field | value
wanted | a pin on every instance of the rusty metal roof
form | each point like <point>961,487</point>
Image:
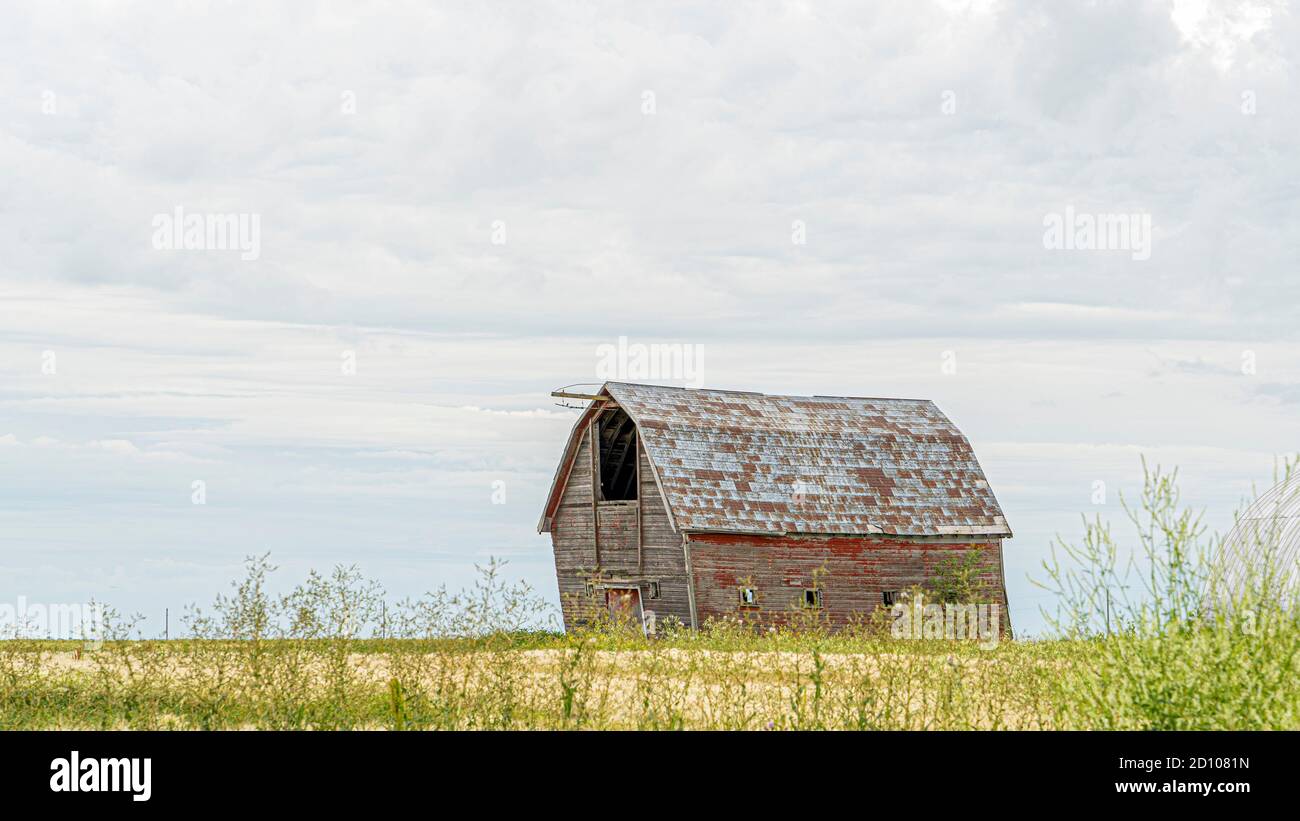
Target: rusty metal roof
<point>750,463</point>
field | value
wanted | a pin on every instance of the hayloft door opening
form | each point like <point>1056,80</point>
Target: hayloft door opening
<point>625,607</point>
<point>618,457</point>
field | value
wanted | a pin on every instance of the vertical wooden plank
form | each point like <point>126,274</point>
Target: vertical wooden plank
──────────────────────────────
**Action item**
Print exactly, and only, the lines running from the one that contains "wanted | a pin on every instance of the vertical" to the last line of the records above.

**Answer to this problem**
wanted | a pin on every instance of the vertical wooden plank
form | each point like <point>126,274</point>
Target: vertical wooden plank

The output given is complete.